:: KUTIPAN TEKS ::
------------------------------
Infografik Wabah PHK Akibat Covid-19 oleh Katadata Sumber foto |
Tulisan ini saya buat setelah
mendengar kabar perusahan tempat teman saya bekerja melakukan PHK dan pemotongan
upah besar-besaran. Teman saya adalah seorang lulusan sarjana hukum dari universitas
negeri ternama. Tidak terbayangkan kondisi pekerja dengan dimensi kerentanan
yang lebih tinggi di kala pandemi Covid-19. Semoga tulisan ini dapat membantu
semua pekerja untuk memastikan pemenuhan haknya selama masa Covid-19.
Imbas Covid-19 terhadap Pekerja
Berdasarkan data Kementerian
Ketenagakerjaan (Kemenaker) dan BPJS Ketenagakerjaan, ada sekitar 2,8 juta
pekerja terkena dampak pandemi Covid-19 yang diakibatkan dari terhentinya
operasional perusahaan tempat mereka bekerja. Diduga terjadi banyak pelanggaran hak normatif pekerja yang dijaminkan dalam Undang-Undang Nomor 13 Tahun 2003 tentang Ketenagakerjaan selama situasi pandemi. Tulisan ini akan mengulas keabsahan PHK, pemotongan upah dan pemberian THR di tengah Covid-19 dalam kacamata hukum.
------------------------------
:: DATA ::
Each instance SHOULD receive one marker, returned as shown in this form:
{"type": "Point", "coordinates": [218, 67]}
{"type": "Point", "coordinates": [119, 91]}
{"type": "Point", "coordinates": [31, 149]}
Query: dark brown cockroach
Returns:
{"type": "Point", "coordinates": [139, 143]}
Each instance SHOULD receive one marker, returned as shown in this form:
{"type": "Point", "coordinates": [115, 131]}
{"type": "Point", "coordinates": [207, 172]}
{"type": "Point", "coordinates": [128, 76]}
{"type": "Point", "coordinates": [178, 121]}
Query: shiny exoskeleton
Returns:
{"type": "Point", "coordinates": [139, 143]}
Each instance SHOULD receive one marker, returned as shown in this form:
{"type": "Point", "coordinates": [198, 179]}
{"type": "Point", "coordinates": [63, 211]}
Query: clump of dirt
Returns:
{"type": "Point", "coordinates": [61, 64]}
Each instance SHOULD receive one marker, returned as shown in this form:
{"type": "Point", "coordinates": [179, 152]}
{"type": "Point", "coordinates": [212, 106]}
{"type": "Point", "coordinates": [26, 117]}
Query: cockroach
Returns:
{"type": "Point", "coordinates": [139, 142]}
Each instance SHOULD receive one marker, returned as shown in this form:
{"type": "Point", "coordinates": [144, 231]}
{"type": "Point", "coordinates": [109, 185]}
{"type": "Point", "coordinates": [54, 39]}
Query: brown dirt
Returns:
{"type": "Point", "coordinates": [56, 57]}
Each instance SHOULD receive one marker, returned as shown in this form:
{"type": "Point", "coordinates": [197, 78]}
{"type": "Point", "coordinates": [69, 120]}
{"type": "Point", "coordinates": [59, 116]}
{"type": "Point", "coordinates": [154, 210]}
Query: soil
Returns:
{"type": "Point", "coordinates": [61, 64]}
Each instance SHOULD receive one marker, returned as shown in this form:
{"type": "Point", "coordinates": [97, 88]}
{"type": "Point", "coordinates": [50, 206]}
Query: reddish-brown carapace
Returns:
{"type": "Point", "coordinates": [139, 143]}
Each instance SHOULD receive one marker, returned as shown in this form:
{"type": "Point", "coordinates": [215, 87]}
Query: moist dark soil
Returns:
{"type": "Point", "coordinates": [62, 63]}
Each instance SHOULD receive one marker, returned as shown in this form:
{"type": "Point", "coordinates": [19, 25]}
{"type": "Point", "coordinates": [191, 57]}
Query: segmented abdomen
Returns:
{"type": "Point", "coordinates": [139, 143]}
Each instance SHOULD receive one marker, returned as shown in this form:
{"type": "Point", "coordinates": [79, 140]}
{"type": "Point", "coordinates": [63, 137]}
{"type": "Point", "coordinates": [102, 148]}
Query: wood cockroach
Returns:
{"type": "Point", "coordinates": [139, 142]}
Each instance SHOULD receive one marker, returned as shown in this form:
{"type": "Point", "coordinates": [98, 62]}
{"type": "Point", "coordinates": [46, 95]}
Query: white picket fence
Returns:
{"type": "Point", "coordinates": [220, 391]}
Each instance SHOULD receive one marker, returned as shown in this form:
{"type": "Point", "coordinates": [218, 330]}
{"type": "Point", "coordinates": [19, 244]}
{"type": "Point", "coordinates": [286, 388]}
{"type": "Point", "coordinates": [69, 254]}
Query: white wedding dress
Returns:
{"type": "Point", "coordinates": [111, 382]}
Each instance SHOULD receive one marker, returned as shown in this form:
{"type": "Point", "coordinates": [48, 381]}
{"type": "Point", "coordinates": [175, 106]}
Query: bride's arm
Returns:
------------------------------
:: PETUNJUK TUGAS ::
[a] Tuliskan kembali bagian tulisan tentang PHK selama Covid-19, dari "Imbas Covid-19 terhadap" sampai "dalam kacamata hukum.", tanpa mengubah satu kata pun.
[b] Lanjutkan tulisan tentang PHK selama Covid-19 dengan bagian berikutnya, dimulai sesudah kalimat terakhirnya.

:: JAWABAN BERNOMOR ::
[a]
Imbas Covid-19 terhadap Pekerja
Berdasarkan data Kementerian
Ketenagakerjaan (Kemenaker) dan BPJS Ketenagakerjaan, ada sekitar 2,8 juta
pekerja terkena dampak pandemi Covid-19 yang diakibatkan dari terhentinya
operasional perusahaan tempat mereka bekerja. Diduga terjadi banyak pelanggaran hak normatif pekerja yang dijaminkan dalam Undang-Undang Nomor 13 Tahun 2003 tentang Ketenagakerjaan selama situasi pandemi. Tulisan ini akan mengulas keabsahan PHK, pemotongan upah dan pemberian THR di tengah Covid-19 dalam kacamata hukum.

[b]
PHK akibat Covid-19. Sah atau tidak?
Tidak. Hingga saat ini, belum ada peraturan perundang-undangan yang
memperbolehkan PHK tanpa adanya penetapan pengadilan dengan alasan Covid-19.
Prosedur PHK yang sah diatur
dalam Pasal 151 ayat (3) UU No. 13 Tahun 2003 jo. Pasal 2 ayat (3) Permenakertrans
No. Per-31/Men/VI/2008 yang mensyaratkan adanya langkah bipartit, tripartit dan
permohonan penetapan PHK kepada Pengadilan Hubungan Industrial. Tanpa adanya penetapan dari Pengadilan
Hubungan Industrial, maka PHK tersebut batal demi hukum.[1]
Jika perusahaan menggunakan
alasan keadaan memaksa (force majeur),
maka menurut Pasal 164 ayat (2) UU 13/2003, perusahaan wajib untuk membuktikan adanya kerugian dengan laporan keuangan selama
2 tahun terakhir yang telah diaudit oleh akuntan publik.
Idealnya, pekerja yang di-PHK secara sewenang-wenang
melakukan proses penyelesaian perselisihan hak sesuai dengan Undang-Undang No.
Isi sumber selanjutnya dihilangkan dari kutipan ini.